MATERIALS PROVIDED START
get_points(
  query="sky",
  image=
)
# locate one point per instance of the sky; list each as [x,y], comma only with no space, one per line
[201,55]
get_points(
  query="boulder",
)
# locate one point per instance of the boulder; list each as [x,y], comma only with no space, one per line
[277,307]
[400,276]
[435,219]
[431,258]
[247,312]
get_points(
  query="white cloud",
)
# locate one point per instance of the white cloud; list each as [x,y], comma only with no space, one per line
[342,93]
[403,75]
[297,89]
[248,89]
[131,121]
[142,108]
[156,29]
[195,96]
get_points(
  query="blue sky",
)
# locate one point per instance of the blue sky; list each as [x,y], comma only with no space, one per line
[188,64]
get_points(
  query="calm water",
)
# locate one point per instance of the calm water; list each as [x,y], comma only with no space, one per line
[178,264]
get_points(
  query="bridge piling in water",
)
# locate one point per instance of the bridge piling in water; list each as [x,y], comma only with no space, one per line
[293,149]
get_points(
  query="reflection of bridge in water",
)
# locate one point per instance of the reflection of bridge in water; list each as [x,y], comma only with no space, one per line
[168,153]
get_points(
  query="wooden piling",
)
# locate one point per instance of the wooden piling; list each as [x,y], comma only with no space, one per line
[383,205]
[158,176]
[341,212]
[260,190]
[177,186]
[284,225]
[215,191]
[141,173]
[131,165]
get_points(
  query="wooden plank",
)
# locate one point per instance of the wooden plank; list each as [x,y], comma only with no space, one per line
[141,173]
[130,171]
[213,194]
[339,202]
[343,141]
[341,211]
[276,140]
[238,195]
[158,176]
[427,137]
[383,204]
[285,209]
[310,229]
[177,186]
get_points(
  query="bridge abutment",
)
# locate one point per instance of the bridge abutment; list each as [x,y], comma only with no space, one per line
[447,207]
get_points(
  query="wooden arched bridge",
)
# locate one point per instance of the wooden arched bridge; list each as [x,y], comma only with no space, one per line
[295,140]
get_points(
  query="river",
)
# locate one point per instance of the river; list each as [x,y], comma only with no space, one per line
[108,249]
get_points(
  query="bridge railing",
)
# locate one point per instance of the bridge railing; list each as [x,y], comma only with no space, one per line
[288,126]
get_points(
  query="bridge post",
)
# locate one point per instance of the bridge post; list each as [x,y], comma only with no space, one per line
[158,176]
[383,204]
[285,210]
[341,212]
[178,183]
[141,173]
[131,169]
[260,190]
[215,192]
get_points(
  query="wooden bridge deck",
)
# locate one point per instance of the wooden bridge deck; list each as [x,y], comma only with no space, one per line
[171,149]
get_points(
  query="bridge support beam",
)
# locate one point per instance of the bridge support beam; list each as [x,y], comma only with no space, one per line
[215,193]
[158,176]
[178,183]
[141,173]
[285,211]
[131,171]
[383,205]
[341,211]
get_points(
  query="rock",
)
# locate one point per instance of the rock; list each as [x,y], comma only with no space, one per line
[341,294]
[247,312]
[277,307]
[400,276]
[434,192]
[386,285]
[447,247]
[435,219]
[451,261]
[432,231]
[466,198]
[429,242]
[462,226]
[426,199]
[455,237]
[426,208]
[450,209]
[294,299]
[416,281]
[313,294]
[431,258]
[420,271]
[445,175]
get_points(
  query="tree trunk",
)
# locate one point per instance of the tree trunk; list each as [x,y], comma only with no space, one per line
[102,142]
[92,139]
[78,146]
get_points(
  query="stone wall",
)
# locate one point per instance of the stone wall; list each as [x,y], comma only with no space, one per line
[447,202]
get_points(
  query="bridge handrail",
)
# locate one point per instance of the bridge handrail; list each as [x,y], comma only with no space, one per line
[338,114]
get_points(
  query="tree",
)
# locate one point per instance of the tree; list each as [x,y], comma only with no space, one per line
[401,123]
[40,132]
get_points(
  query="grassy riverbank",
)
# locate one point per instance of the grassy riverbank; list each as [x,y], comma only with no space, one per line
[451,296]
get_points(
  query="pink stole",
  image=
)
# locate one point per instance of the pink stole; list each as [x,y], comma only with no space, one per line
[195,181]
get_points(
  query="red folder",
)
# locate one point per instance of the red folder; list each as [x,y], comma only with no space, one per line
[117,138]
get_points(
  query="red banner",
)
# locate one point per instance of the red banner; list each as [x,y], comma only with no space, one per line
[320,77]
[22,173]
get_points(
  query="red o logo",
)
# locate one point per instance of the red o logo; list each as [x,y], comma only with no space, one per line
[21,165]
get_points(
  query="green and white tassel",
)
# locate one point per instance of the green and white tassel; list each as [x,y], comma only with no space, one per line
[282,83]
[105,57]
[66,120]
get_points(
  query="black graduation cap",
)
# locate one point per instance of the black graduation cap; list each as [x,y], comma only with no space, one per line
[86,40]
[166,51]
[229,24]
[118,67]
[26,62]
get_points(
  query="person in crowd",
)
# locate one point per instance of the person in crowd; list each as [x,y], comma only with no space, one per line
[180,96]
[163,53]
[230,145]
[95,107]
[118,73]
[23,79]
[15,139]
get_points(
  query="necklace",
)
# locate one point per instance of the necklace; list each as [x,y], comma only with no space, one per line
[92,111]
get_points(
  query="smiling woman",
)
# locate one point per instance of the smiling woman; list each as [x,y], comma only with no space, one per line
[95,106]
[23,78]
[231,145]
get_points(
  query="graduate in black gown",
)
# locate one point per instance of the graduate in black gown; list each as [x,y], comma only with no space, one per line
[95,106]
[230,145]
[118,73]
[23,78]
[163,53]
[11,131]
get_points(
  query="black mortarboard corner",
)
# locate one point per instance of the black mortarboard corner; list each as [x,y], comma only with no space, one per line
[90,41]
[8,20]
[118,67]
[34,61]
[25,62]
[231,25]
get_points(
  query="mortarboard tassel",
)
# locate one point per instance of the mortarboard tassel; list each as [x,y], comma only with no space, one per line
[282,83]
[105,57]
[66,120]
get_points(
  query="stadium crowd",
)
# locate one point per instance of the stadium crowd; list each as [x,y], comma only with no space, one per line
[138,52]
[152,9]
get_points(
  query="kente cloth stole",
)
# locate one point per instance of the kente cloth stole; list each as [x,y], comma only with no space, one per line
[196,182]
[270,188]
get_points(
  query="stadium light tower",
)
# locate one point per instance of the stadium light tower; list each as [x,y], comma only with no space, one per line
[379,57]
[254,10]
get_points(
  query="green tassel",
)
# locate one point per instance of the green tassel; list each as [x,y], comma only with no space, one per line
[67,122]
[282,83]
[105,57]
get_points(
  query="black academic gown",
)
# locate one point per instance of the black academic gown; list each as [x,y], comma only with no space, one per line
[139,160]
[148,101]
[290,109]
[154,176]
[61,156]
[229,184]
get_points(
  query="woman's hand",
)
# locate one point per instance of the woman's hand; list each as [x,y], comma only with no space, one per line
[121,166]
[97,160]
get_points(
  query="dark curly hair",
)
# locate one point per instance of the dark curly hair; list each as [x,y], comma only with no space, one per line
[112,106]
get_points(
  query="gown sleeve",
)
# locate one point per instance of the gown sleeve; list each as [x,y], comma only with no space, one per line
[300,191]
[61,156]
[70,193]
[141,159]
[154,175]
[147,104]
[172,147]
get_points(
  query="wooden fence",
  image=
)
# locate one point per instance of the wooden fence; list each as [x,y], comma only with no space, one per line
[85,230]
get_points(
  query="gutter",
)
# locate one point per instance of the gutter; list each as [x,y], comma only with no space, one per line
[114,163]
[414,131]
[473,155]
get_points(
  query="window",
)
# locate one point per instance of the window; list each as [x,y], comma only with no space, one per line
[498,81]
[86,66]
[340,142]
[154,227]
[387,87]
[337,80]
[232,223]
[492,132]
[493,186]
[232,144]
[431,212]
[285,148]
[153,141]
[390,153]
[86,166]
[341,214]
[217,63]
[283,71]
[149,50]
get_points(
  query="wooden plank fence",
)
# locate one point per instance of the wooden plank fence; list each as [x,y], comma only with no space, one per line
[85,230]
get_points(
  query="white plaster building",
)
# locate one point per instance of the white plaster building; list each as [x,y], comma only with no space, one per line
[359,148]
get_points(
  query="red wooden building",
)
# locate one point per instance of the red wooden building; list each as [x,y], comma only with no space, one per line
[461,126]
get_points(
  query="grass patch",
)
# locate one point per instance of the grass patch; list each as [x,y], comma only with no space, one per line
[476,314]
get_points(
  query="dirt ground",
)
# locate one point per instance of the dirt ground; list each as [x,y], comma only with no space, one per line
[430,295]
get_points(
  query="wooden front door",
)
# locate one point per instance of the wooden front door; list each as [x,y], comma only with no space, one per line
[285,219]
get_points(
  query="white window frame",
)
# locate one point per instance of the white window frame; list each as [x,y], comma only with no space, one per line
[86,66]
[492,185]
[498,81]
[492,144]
MATERIALS PROVIDED END
MATERIALS PROVIDED START
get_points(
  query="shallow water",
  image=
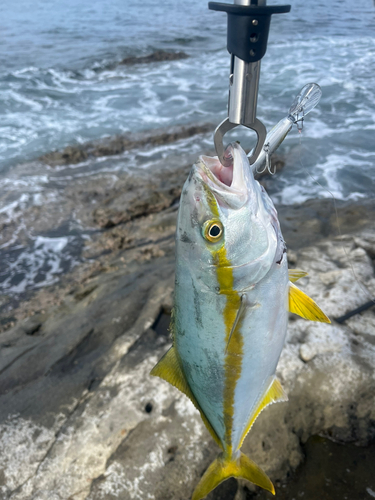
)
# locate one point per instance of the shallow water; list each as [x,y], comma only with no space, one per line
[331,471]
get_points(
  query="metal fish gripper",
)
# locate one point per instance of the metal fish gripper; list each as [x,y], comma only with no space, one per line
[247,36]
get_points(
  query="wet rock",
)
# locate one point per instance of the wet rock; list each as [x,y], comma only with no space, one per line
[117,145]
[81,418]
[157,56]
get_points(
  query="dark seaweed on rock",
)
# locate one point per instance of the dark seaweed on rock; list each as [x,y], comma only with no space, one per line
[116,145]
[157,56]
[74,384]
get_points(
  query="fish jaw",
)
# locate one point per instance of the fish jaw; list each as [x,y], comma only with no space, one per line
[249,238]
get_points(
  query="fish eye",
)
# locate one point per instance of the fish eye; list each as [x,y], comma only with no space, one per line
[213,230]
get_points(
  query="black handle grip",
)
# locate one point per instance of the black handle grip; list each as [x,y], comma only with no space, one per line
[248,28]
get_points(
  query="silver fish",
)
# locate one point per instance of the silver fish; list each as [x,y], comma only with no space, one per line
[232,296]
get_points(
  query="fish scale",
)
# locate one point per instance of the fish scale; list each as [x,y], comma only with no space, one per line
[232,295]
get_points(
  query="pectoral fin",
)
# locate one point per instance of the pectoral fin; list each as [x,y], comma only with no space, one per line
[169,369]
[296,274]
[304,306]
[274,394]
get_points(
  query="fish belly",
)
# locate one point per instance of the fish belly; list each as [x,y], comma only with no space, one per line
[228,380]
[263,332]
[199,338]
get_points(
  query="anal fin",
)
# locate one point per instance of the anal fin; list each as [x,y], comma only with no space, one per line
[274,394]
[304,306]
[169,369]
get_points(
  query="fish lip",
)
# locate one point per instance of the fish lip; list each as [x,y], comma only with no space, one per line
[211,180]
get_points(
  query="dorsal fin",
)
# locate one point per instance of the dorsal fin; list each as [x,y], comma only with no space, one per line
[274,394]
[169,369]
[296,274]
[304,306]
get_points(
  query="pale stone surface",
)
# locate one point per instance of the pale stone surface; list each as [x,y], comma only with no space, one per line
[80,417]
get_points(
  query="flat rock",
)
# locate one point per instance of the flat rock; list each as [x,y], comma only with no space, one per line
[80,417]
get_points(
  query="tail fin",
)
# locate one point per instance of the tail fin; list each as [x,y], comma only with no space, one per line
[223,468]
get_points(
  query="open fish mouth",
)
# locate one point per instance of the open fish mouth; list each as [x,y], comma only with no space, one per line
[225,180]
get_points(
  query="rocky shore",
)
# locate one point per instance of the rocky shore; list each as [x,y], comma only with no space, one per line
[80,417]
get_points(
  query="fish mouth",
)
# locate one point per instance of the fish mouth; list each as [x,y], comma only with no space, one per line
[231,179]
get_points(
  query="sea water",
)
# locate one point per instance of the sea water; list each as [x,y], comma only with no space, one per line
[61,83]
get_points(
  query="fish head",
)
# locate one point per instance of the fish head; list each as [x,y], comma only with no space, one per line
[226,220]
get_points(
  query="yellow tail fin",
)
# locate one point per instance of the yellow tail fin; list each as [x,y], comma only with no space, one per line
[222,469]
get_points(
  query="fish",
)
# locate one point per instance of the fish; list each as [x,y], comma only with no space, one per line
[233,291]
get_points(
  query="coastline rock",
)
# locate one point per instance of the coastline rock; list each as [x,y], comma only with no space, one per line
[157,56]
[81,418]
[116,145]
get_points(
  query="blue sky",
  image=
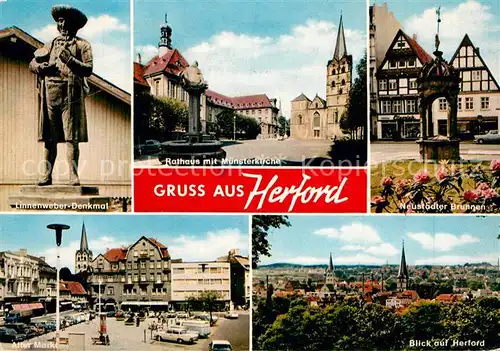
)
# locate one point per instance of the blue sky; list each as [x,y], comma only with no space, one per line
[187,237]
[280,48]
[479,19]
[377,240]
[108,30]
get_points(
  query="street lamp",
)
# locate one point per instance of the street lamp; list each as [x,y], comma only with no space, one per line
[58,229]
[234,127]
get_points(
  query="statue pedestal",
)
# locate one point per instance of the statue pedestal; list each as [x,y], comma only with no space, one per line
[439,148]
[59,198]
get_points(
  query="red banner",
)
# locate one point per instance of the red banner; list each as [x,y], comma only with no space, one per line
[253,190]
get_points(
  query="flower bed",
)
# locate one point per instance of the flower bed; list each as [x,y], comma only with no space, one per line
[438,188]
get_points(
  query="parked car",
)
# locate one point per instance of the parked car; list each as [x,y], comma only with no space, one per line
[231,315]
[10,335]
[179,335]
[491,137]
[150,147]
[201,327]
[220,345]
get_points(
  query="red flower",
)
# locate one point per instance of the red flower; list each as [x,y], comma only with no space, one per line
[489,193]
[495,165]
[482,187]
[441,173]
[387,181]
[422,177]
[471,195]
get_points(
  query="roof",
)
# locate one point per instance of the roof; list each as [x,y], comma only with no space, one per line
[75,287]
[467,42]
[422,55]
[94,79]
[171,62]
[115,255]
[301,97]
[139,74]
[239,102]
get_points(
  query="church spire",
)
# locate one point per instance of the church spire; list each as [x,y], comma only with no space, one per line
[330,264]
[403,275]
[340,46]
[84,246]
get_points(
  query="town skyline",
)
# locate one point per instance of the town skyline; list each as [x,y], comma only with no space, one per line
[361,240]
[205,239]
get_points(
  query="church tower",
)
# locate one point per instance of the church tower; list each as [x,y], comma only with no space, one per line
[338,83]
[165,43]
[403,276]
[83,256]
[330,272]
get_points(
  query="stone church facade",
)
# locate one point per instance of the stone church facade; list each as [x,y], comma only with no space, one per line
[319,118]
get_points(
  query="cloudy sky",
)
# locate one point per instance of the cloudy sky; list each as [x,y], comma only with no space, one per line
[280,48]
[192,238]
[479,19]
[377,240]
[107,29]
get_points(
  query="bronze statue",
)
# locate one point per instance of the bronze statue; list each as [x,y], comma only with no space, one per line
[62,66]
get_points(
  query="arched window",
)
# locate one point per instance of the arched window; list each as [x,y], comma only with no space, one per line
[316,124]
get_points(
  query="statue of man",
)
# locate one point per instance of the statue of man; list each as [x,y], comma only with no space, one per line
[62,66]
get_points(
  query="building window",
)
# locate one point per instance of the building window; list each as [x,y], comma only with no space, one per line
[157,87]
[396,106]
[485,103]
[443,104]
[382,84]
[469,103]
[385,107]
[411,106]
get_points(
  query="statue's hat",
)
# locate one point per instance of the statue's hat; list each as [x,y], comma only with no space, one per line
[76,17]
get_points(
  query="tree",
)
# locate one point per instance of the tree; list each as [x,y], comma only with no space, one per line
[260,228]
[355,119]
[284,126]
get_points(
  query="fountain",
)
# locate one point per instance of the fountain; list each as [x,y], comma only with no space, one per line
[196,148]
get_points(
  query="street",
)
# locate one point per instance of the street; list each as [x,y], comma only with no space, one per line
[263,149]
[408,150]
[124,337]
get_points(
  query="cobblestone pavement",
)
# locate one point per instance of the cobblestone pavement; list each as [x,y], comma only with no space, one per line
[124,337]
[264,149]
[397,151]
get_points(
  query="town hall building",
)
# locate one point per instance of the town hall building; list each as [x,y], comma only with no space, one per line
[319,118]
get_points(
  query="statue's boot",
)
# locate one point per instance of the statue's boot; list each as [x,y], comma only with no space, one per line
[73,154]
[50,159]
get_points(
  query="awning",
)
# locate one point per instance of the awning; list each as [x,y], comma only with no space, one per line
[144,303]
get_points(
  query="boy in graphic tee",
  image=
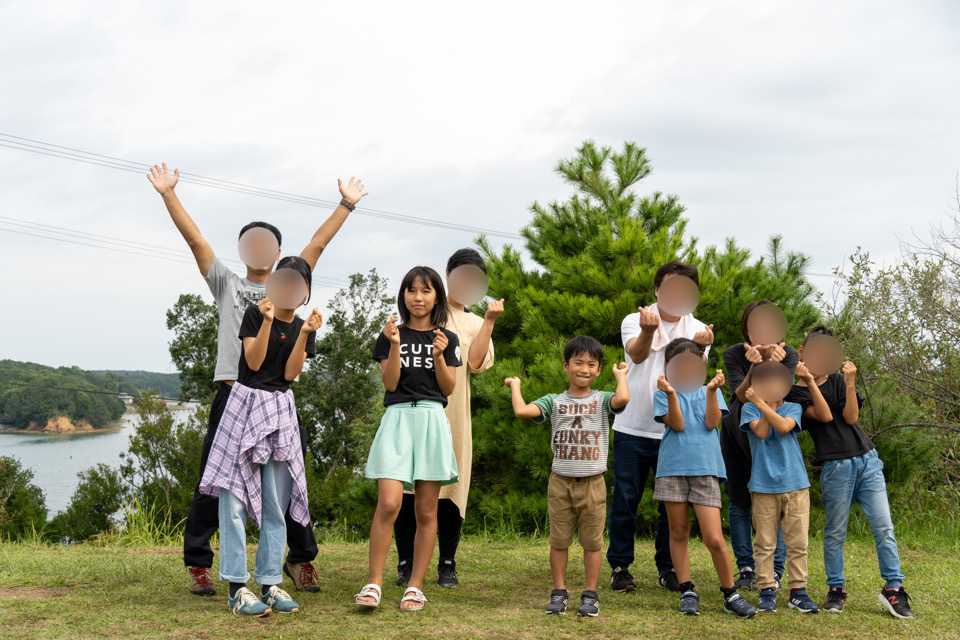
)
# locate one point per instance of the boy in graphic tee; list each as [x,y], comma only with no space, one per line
MATERIALS PROVIDED END
MATERIALS PROVIDED START
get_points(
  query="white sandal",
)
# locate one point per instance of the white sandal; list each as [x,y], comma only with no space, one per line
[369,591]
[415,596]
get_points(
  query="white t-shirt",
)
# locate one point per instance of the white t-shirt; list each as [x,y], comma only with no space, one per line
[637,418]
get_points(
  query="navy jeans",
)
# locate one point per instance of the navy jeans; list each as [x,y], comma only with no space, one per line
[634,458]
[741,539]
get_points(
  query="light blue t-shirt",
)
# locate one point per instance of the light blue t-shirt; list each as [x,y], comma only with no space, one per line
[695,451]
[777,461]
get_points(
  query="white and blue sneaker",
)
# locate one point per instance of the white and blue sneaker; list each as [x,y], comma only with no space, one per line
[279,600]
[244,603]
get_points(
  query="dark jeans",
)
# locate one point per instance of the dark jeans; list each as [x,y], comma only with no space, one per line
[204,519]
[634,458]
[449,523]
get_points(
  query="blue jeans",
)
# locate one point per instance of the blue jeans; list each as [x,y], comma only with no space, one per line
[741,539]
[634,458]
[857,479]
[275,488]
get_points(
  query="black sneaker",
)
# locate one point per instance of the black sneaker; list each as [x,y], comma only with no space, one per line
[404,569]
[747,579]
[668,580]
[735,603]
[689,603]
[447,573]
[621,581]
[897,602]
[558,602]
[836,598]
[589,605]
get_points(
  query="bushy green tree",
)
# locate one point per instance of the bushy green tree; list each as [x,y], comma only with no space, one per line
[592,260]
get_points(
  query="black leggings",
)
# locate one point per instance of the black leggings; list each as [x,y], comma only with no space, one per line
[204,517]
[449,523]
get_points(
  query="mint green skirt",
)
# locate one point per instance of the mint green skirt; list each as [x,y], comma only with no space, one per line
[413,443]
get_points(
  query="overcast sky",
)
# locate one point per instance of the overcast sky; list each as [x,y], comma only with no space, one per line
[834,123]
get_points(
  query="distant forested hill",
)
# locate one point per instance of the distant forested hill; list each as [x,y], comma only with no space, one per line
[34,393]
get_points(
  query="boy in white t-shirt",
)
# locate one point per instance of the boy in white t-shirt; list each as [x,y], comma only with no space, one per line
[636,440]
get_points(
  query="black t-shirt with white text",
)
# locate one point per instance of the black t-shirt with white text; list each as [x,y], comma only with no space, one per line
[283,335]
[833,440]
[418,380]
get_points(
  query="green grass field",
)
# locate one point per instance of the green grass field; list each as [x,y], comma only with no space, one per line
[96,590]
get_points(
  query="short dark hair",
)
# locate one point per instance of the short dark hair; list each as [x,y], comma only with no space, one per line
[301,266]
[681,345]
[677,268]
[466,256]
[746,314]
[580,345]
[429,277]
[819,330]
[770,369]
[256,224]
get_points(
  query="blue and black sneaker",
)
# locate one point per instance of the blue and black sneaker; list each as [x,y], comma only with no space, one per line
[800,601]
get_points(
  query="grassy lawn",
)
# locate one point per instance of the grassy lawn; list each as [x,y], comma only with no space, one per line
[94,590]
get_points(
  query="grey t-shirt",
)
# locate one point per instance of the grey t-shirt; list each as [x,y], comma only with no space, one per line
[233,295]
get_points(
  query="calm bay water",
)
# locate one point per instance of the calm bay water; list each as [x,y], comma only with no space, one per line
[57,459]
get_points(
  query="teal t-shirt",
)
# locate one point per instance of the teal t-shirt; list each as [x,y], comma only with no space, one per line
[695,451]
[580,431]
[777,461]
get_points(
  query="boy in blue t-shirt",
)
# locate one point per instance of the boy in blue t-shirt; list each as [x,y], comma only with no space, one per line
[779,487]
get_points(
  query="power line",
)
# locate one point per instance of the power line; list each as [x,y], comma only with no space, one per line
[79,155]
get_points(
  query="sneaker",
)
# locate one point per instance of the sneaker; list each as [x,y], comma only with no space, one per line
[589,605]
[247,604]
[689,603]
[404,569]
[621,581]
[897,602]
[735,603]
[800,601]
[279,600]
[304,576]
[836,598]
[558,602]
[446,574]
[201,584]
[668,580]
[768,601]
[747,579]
MATERIALS PROVIDED END
WHAT TO WORK ON
The records are above. How many lines in them contain the word "graphic"? Give the number alone.

SOLUTION TO THE PROBLEM
2